Auch Werner Rosner und seine Schwester haben im Frühjahr viel Geld investiert, hoffen jetzt im Sommer auf die ersten Einnahmen.   

"Wie schauts aus? Machen wir Strom?"

Irmgard Heinrich, Rentnerin

"Wir würden momentan 15 KW machen. Machen wir auch. Aber können wir nicht abrechnen."

Werner Rosner

Wie kann das sein? Die Solarzellen können Strom produzieren. Sie dürfen ihn aber nicht ins Netz einspeisen. Stillstand für ihre zwei Solaranlagen: eine gehört Werner Rosner, die andere seiner Schwester.

"Ich habe 30.000 Euro bezahlt und kann es nicht jetzt nicht nutzen. Da will man was machen für die Energiewende. Und dann geschieht nichts."

 Irmgard Heinrich

Seit Mai sind die Anlagen voll funktionsfähig. Wo das eigentliche Problem liegt, zeigen sie uns im Keller.  Es fehlt ein neuer Zähler.

"Das ist der Zähler. Jetzt läuft er noch in die richtige Richtung."

 Werner Rosner, Wirtschaftsingenieur

Dieser alte Zähler zählt den Strom, der hier verbraucht wird. Wäre die voll funktionsfähige Anlage angeschlossen, würde dieser Zähler rückwärtslaufen.  

"Wir können das ja mal einschalten, dass man den Zähler rückwärtslaufen sieht."

 Werner Rosner

"Das ist doch nicht erlaubt, oder?"

 Reporter

"Das ist nicht erlaubt, weil man da quasi den bereits verbrauchten Strom wieder abzieht, den man jetzt erzeugt."

Werner Rosner

"Jetzt sieht man, der rote Streifen, siehst!"

 Irmgard Heinrich

"Jetzt sieht man es, jetzt kommt das rote, das geht rückwärts."

 Werner Rosner  

Rückwärts laufende Zähler sind noch streng verboten. Werner Rosner hat die Anlage gleich wieder abgeschaltet. Er wartet schon seit Monaten auf die Installation eines neuen Zählers, der seinen produzierten Strom erfassen kann. 

Und er ist nicht der einzige in Flossenbürg. 

"Robert, bist du schon am Netz?"

Werner Rosner

"Wir haben im April einen Auftrag vergeben. Waren am 19. Mai fertig mit dem Installieren. Seitdem darf ich die Anlage nicht betreiben.

_VORLIEGENDE EINTRÄGE_
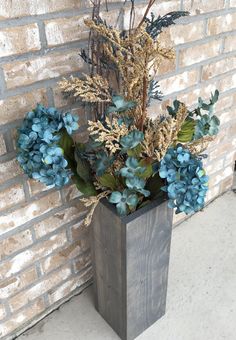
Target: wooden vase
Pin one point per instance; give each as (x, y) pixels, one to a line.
(130, 261)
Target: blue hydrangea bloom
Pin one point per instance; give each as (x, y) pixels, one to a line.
(187, 183)
(39, 154)
(124, 200)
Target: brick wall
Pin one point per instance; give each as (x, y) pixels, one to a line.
(44, 251)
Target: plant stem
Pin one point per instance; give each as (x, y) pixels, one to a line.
(150, 4)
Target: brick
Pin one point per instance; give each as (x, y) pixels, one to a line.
(70, 192)
(18, 8)
(14, 284)
(232, 3)
(230, 158)
(69, 252)
(227, 83)
(36, 187)
(29, 211)
(9, 170)
(69, 286)
(22, 318)
(226, 184)
(201, 52)
(18, 40)
(60, 99)
(39, 289)
(215, 166)
(225, 102)
(161, 8)
(212, 193)
(63, 30)
(221, 24)
(230, 43)
(219, 67)
(202, 6)
(227, 116)
(14, 108)
(2, 312)
(179, 82)
(158, 108)
(59, 219)
(216, 179)
(181, 34)
(3, 149)
(191, 98)
(22, 73)
(27, 257)
(14, 243)
(11, 196)
(82, 261)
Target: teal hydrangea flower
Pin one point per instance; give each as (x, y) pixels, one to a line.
(39, 154)
(187, 183)
(130, 141)
(124, 201)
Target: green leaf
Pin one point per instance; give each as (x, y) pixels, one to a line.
(87, 188)
(83, 168)
(187, 131)
(149, 169)
(107, 180)
(154, 185)
(67, 144)
(135, 152)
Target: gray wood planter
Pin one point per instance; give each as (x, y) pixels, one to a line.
(131, 260)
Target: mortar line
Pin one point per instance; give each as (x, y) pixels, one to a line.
(44, 276)
(42, 218)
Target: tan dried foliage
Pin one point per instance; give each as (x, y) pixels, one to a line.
(199, 145)
(161, 133)
(92, 202)
(109, 135)
(134, 55)
(92, 89)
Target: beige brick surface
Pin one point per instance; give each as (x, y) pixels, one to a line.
(69, 252)
(180, 34)
(2, 145)
(221, 24)
(219, 67)
(196, 54)
(232, 3)
(2, 311)
(82, 261)
(11, 196)
(28, 212)
(69, 286)
(227, 83)
(18, 40)
(29, 256)
(179, 82)
(59, 219)
(19, 8)
(9, 170)
(53, 65)
(202, 6)
(39, 289)
(36, 187)
(14, 284)
(63, 30)
(15, 107)
(22, 317)
(230, 43)
(14, 243)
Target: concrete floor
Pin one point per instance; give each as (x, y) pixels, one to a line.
(201, 294)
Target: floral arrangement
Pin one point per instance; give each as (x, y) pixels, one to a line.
(129, 158)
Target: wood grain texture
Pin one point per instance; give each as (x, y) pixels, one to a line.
(131, 260)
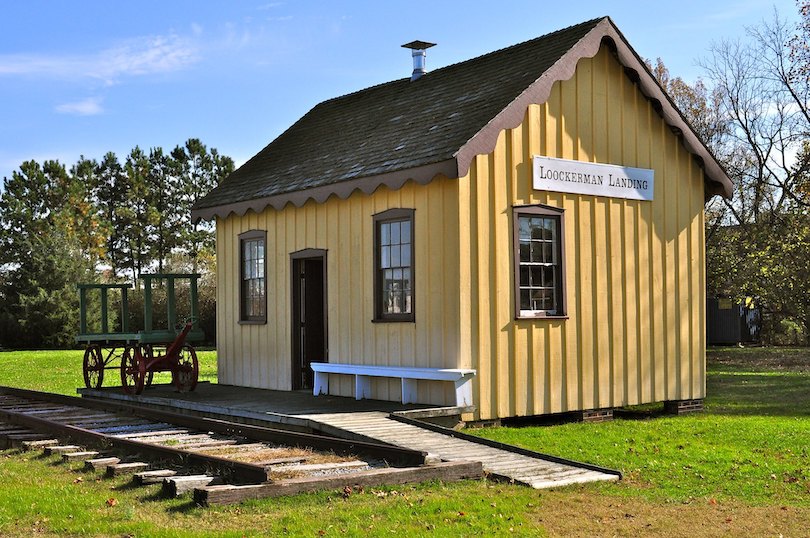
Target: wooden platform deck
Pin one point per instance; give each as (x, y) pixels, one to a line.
(368, 420)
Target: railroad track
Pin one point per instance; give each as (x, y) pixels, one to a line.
(220, 461)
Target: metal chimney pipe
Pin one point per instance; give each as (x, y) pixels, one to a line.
(418, 53)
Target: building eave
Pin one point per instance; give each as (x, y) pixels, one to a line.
(483, 142)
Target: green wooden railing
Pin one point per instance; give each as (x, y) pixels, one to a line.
(148, 335)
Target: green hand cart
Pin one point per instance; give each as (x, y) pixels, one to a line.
(144, 352)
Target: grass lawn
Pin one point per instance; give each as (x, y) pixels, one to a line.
(740, 468)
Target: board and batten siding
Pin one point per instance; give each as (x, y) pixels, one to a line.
(635, 269)
(260, 355)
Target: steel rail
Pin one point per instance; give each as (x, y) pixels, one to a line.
(393, 455)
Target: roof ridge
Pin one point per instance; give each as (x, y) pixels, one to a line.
(463, 62)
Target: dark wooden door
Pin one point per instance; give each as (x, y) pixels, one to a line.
(309, 318)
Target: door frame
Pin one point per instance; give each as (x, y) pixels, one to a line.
(296, 258)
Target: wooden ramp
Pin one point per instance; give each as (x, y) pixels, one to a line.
(363, 420)
(499, 461)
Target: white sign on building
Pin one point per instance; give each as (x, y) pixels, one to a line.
(563, 175)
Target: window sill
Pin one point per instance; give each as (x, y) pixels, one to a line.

_AUFGABE_
Gib aus dem Bericht über die Solaranlagen den Abschnitt zwischen „Irmgard Heinrich, Rentnerin“ und „ein neuer Zähler.“, beide eingeschlossen, wortgetreu aus. Die Einträge werden hierfür nicht gebraucht.

_LÖSUNG_
Irmgard Heinrich, Rentnerin

"Wir würden momentan 15 KW machen. Machen wir auch. Aber können wir nicht abrechnen."

Werner Rosner

Wie kann das sein? Die Solarzellen können Strom produzieren. Sie dürfen ihn aber nicht ins Netz einspeisen. Stillstand für ihre zwei Solaranlagen: eine gehört Werner Rosner, die andere seiner Schwester.

"Ich habe 30.000 Euro bezahlt und kann es nicht jetzt nicht nutzen. Da will man was machen für die Energiewende. Und dann geschieht nichts."

 Irmgard Heinrich

Seit Mai sind die Anlagen voll funktionsfähig. Wo das eigentliche Problem liegt, zeigen sie uns im Keller.  Es fehlt ein neuer Zähler.